RECORDS SHOWN below:

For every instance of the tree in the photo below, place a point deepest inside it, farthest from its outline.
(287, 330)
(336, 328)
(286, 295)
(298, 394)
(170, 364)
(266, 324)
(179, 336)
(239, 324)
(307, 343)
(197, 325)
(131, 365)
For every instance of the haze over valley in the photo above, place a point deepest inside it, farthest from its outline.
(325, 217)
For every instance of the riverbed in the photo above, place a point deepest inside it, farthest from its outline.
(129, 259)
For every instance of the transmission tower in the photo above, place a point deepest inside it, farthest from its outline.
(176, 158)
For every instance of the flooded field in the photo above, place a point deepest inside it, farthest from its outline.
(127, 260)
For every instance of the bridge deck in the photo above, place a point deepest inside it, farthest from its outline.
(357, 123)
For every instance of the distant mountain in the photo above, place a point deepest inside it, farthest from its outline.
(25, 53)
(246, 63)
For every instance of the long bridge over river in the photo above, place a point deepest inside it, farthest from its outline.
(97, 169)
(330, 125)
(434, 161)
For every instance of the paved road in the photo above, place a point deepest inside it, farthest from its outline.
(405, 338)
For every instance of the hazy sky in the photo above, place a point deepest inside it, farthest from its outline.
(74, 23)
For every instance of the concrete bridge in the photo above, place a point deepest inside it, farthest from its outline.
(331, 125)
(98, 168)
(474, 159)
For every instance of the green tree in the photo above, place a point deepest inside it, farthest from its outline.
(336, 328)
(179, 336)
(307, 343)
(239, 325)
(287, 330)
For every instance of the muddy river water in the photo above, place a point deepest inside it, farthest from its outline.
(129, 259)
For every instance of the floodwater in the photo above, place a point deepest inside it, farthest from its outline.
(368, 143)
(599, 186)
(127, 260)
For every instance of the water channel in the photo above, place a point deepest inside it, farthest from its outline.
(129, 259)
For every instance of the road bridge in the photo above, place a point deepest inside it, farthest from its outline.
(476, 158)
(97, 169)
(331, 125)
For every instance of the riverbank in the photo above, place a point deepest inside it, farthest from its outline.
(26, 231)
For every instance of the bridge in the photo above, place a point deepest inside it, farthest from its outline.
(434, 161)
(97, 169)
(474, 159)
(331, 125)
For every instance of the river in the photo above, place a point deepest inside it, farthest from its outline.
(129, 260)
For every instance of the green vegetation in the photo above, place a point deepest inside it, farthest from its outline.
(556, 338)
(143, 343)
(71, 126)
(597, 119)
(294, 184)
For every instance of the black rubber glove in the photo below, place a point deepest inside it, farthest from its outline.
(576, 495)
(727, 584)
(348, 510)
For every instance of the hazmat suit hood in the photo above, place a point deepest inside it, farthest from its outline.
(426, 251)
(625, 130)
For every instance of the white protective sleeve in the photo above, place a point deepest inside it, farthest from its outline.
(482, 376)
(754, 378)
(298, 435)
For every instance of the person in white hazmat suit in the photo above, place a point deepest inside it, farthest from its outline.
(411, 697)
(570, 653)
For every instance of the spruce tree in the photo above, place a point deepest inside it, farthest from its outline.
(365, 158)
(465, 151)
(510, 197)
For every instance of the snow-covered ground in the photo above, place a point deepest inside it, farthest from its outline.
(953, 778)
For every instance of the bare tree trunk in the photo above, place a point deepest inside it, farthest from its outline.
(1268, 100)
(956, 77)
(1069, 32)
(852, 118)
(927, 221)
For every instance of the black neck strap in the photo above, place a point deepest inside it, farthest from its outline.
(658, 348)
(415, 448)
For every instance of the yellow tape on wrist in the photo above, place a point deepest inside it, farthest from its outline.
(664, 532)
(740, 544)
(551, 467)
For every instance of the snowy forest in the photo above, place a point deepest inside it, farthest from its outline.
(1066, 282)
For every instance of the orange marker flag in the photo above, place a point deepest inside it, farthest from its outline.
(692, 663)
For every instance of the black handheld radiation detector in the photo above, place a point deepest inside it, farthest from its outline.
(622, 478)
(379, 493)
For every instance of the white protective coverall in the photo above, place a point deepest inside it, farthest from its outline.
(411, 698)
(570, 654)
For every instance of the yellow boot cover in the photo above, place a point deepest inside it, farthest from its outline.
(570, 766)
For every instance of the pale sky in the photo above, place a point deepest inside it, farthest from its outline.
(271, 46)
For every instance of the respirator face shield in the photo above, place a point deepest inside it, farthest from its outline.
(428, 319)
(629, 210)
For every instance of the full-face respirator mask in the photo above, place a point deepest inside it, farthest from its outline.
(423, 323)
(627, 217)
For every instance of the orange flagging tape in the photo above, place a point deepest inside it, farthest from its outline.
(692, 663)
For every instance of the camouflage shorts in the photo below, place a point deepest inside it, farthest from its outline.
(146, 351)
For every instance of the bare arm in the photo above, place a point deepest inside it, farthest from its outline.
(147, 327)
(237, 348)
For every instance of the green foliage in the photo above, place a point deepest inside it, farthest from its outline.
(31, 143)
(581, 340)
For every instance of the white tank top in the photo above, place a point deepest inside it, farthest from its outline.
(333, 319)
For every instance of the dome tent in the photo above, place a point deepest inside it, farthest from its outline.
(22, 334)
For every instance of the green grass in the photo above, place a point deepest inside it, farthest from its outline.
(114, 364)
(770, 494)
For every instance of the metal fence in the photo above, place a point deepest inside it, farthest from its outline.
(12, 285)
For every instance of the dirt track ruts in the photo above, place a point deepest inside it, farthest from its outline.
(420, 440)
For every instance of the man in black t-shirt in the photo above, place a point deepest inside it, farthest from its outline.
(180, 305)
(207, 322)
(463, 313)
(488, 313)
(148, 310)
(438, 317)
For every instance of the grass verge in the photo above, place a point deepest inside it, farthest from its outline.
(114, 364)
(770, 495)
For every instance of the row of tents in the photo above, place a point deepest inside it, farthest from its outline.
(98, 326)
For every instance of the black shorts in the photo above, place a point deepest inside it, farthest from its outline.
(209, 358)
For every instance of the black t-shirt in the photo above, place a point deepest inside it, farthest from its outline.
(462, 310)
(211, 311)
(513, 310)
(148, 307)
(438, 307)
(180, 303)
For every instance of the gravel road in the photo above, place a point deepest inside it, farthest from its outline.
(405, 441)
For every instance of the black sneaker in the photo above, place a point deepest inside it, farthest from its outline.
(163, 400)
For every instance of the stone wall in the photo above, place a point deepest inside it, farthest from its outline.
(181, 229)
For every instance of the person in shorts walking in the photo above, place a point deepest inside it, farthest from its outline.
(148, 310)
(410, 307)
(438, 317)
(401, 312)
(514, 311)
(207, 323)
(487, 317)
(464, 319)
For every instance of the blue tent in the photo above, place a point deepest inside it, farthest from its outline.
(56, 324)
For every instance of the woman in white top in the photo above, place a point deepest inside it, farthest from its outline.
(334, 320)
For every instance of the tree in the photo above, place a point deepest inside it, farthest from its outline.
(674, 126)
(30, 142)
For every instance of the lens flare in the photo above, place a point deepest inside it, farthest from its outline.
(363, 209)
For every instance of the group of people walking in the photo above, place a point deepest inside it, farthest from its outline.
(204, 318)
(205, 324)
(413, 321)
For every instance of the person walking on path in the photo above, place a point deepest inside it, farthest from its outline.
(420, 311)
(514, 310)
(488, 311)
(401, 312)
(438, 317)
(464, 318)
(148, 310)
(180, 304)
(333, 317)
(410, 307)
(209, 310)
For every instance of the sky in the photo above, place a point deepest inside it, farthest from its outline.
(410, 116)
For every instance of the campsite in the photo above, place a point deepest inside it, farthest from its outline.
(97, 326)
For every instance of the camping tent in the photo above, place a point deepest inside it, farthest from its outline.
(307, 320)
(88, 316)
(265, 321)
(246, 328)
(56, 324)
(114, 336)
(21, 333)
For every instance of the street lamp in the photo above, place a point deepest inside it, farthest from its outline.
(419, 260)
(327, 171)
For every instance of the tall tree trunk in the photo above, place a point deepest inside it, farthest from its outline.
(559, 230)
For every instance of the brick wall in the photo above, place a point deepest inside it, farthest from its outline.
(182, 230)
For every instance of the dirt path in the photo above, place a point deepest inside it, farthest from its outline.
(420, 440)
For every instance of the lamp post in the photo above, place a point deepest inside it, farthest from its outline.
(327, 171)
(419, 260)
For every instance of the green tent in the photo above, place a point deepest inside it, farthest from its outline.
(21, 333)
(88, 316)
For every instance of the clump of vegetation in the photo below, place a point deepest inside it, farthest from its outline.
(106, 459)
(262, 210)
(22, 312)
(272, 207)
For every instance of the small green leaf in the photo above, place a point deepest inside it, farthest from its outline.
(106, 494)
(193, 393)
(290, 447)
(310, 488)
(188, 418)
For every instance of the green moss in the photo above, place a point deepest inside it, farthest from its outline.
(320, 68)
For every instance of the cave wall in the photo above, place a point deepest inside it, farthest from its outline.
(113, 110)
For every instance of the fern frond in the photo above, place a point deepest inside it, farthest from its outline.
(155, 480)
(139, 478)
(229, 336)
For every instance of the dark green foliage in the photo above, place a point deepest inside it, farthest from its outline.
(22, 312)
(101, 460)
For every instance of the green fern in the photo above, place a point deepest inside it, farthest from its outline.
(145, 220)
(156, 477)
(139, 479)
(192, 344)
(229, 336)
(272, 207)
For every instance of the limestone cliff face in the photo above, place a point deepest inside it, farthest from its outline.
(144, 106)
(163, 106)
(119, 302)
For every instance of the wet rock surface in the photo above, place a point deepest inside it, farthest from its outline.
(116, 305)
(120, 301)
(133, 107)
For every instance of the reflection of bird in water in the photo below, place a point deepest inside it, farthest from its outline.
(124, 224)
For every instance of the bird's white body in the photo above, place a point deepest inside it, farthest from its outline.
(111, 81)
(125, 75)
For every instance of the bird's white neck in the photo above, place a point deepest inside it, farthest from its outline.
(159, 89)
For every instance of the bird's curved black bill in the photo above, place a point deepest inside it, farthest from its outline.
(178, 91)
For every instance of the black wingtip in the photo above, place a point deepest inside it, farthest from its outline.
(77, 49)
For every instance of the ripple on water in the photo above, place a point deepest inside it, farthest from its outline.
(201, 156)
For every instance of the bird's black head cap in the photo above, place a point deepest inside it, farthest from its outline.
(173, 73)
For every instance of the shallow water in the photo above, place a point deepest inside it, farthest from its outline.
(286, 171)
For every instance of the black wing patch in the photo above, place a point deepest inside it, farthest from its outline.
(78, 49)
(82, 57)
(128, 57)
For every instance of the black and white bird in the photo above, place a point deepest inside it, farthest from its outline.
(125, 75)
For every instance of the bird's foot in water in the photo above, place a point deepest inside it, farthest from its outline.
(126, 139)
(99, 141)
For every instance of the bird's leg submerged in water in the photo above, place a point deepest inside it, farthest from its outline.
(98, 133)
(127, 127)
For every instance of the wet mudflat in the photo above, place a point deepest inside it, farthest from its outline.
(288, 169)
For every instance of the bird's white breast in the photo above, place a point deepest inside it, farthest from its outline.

End of RECORDS SHOWN.

### EXERCISE PROMPT:
Please output only the lines from the one holding "For every instance of the bird's foot" to the end of the records, first and last included, exactly as they appear.

### FINISHED TASK:
For every instance of the bird's foot in water in the photo above, place a point deepest inside it, farthest from its outline.
(126, 139)
(99, 141)
For every instance of the bird's leg submerged in water in the photo above, place a point deepest inside it, farthest from its outline.
(98, 133)
(127, 127)
For every instance of the wet mudflat in the photo above, place a point deepest inside it, farthest from its outline.
(288, 169)
For every instance of the bird's white breast in the photo above, place a point deepest inside it, farthest from its outline.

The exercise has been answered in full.